TRY IT: Among the entries below, find the line with "Target: arched doorway", then quote it and each following line up to and including the line with "Target: gothic arched window", and nothing else.

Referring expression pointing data
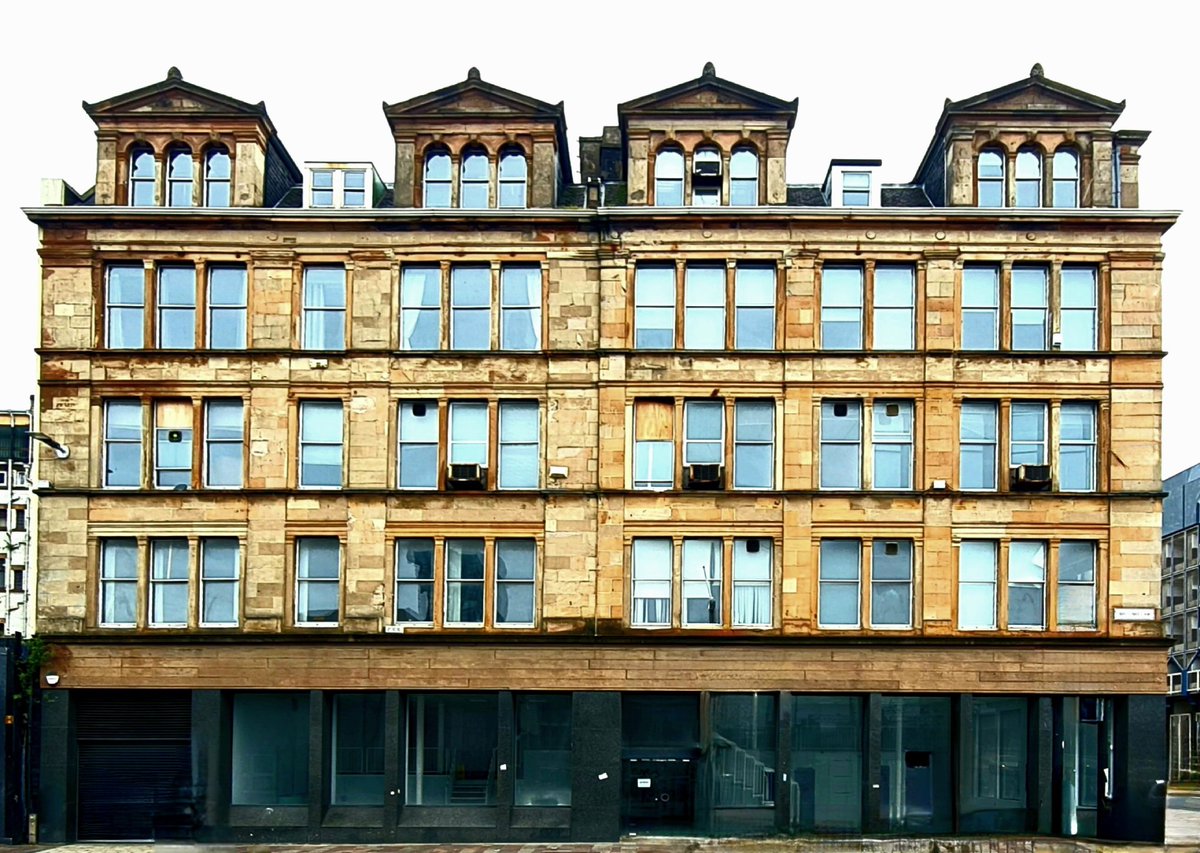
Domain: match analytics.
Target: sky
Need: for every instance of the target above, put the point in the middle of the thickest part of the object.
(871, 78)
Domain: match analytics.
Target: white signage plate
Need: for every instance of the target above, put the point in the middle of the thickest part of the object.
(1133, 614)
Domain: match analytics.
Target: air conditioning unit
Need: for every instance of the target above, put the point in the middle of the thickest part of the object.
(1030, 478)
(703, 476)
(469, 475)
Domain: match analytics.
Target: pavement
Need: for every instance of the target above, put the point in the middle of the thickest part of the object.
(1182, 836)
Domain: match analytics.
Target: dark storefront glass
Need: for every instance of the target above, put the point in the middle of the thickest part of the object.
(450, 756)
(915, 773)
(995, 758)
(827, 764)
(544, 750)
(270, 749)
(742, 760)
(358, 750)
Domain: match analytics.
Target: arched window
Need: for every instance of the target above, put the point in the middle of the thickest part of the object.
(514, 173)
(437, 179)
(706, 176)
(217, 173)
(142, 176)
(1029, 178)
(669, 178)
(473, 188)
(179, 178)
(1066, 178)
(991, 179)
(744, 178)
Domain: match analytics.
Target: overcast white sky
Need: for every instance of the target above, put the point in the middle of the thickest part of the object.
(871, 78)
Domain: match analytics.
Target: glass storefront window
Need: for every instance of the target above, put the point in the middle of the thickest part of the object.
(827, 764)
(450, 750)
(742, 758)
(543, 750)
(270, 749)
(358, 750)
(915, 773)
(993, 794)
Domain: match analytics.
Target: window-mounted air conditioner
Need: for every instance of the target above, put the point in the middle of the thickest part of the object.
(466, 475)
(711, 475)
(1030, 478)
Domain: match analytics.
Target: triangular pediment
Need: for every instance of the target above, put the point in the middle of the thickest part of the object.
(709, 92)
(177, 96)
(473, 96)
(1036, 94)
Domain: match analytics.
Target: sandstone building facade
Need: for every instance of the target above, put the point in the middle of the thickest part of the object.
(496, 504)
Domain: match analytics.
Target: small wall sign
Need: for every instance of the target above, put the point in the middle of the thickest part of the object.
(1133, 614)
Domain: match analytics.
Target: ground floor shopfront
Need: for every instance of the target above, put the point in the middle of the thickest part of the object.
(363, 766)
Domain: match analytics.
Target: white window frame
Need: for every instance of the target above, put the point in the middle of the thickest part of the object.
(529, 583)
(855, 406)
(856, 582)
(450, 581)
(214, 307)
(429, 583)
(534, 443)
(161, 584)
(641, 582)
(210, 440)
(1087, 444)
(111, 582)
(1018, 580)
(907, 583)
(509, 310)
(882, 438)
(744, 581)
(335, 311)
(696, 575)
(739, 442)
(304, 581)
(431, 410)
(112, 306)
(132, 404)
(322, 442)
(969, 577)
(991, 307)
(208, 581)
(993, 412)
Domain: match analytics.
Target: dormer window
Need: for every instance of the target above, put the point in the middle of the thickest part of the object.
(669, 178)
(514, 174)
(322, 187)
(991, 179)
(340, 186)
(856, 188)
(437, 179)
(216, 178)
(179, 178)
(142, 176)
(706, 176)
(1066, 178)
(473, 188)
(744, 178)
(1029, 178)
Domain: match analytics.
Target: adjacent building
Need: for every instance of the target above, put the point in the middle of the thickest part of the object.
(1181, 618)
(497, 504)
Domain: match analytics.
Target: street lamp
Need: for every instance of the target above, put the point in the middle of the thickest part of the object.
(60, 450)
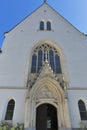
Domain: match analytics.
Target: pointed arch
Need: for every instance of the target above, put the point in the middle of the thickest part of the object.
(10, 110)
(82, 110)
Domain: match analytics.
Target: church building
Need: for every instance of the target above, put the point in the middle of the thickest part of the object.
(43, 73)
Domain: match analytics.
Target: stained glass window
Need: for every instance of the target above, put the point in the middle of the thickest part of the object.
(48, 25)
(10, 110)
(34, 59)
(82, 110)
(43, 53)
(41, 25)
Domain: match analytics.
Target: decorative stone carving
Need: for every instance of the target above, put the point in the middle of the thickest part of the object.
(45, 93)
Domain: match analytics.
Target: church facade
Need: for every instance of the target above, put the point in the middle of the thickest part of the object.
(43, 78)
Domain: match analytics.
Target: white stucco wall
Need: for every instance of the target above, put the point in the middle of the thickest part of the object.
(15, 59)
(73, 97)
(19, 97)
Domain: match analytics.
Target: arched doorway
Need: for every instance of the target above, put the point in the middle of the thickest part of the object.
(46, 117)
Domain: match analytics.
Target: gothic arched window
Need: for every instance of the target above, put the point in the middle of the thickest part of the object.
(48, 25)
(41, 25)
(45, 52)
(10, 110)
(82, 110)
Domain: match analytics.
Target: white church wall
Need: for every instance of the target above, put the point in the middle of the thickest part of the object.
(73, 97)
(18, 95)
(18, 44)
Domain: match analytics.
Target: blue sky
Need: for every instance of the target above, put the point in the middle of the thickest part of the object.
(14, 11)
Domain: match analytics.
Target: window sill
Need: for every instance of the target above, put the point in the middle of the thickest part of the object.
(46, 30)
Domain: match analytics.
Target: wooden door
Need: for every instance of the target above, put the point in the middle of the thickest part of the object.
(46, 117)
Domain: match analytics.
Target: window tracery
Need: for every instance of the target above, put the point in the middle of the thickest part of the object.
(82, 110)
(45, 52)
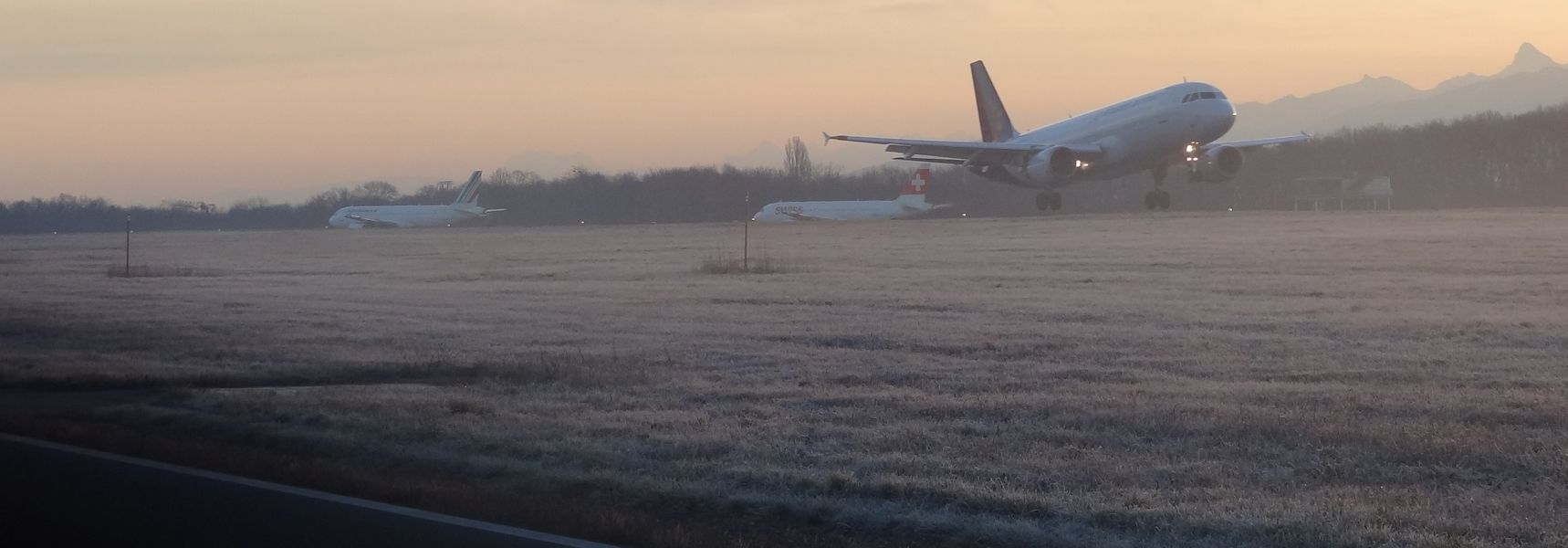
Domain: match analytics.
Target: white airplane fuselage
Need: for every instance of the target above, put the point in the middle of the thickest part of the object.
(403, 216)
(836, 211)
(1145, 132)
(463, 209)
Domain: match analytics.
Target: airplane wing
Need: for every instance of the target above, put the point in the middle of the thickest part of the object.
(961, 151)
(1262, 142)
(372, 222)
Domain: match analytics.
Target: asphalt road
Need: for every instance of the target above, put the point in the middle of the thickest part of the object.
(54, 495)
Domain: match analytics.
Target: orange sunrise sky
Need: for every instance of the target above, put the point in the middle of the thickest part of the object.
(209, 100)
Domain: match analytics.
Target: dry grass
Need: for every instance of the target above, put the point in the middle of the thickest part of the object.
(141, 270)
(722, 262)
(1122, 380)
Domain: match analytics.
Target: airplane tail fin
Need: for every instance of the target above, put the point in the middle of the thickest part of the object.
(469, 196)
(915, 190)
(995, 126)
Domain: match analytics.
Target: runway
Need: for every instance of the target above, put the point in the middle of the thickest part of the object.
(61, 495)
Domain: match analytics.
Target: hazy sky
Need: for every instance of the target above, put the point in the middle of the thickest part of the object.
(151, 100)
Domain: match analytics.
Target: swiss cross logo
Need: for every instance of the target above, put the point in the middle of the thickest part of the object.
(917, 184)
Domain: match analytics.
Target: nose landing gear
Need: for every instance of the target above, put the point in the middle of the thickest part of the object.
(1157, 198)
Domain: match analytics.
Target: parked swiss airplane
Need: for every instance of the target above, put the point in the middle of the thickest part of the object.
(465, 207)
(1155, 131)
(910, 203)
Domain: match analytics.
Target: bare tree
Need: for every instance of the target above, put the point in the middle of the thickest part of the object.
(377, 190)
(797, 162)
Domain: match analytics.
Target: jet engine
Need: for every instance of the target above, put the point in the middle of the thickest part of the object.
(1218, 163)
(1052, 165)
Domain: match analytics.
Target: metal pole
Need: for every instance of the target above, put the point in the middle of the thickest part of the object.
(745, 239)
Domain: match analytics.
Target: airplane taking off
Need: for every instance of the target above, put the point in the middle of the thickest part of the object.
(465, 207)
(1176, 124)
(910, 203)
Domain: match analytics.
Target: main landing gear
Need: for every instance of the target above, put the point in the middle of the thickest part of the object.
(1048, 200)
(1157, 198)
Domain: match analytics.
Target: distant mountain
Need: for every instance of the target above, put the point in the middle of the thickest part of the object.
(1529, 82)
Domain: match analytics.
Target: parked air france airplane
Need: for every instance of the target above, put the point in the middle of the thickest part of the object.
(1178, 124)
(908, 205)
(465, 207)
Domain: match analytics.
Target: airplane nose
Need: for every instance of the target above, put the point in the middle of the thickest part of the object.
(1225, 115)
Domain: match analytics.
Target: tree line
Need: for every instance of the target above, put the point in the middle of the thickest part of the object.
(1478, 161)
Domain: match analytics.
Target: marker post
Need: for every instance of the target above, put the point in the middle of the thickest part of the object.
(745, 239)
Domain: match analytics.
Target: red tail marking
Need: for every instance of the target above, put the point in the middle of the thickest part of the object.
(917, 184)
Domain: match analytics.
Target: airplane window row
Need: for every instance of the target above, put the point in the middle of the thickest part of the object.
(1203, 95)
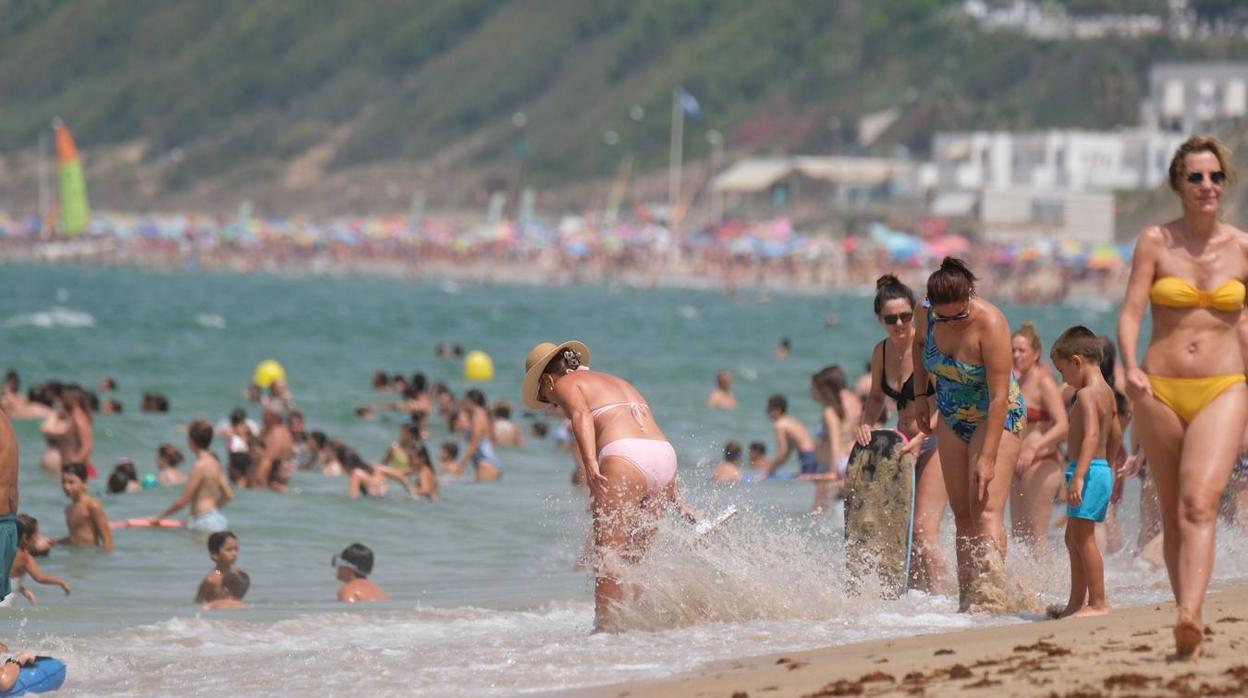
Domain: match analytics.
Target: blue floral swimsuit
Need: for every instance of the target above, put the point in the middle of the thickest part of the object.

RESPONSE TO THE TASK:
Target: arched doorway
Need: for every instance of the target above, put the point in the middle of the thickest part of the object.
(46, 117)
Domain: match analytics.
Target: gothic arched window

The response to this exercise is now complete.